Directions for this task: Output every record verbatim, and omit each picture.

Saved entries
◆ ◆ ◆ ◆ ◆ ◆ ◆

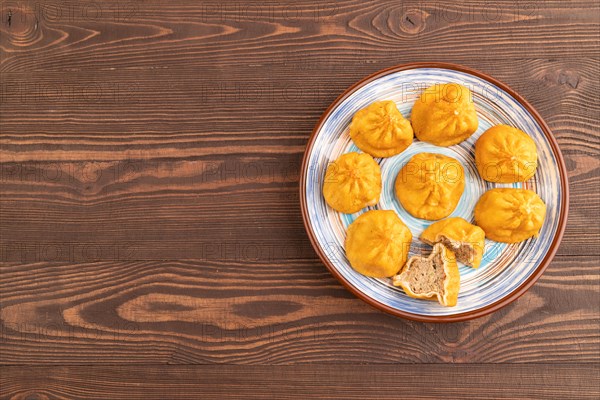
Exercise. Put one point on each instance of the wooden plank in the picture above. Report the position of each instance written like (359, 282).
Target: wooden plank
(527, 381)
(137, 35)
(273, 312)
(191, 209)
(135, 115)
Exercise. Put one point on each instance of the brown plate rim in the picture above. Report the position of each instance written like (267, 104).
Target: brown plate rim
(465, 315)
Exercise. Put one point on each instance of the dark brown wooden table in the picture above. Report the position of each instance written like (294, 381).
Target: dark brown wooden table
(152, 242)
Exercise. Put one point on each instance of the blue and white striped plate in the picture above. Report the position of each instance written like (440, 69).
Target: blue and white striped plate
(506, 270)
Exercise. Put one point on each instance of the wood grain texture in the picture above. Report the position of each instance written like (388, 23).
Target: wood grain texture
(308, 381)
(149, 213)
(248, 311)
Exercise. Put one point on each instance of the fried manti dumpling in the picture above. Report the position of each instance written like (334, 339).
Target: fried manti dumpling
(380, 129)
(505, 154)
(465, 240)
(431, 278)
(444, 114)
(510, 215)
(377, 243)
(429, 186)
(352, 182)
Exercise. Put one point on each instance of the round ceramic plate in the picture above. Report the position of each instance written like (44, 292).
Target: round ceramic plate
(507, 270)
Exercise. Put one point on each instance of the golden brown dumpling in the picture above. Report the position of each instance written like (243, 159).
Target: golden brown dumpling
(430, 278)
(377, 243)
(352, 182)
(429, 186)
(505, 154)
(510, 215)
(467, 241)
(444, 114)
(381, 130)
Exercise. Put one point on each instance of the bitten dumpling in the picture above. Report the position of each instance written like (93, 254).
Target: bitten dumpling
(381, 130)
(352, 182)
(429, 186)
(510, 215)
(377, 243)
(467, 241)
(444, 114)
(431, 278)
(505, 154)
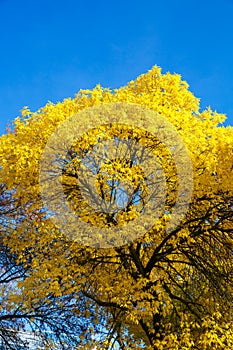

◆ ◆ ◆ ◆ ◆ ◆ ◆

Written response:
Exercise. Put one point on each instance of the wooden plank in the picture above. Report the position of each instance written like (359, 282).
Target: wooden plank
(527, 381)
(137, 35)
(273, 312)
(191, 209)
(135, 115)
Exercise. Put one point on each instance of the brown plate rim in the picture above. Report the position of each instance written like (267, 104).
Target: brown plate rim
(465, 315)
Exercise. Put one point on each instance of the dark brown wooden table in the picture above. Report the position of each instance written like (294, 381).
Target: dark brown wooden table
(152, 242)
Exercise. Put one point on each instance of the blue and white striped plate in the picture above. Report the position of each instance written like (440, 69).
Target: blue and white striped plate
(506, 270)
Exercise. Put one point on each instance of the wood grain texture in the picture above. Report the position of each instance written like (388, 23).
Target: wood grain texture
(308, 381)
(149, 213)
(248, 311)
Exercise. Put one point on each instance of the fried manti dumpling in the picture above. Report the position of each instance written like (334, 339).
Target: fried manti dumpling
(380, 129)
(505, 154)
(465, 240)
(431, 278)
(444, 114)
(510, 215)
(377, 243)
(429, 186)
(352, 182)
Exercise. Put one point on each instance of the round ceramic plate in the picture above. Report the position of each instance written like (44, 292).
Target: round ceramic plate
(507, 270)
Exercise. Put one point on each instance of the golden brown dumpling in the picture above. Report the position of each instance written like (243, 159).
Target: golden brown dumpling
(430, 278)
(377, 243)
(352, 182)
(429, 186)
(505, 154)
(510, 215)
(467, 241)
(444, 114)
(381, 130)
Exercise. Put one point on each instance of the bitten dumpling in the picture above. Report the position of each instance written like (93, 254).
Target: bitten dumpling
(381, 130)
(352, 182)
(429, 186)
(510, 215)
(377, 243)
(467, 241)
(444, 114)
(431, 278)
(505, 154)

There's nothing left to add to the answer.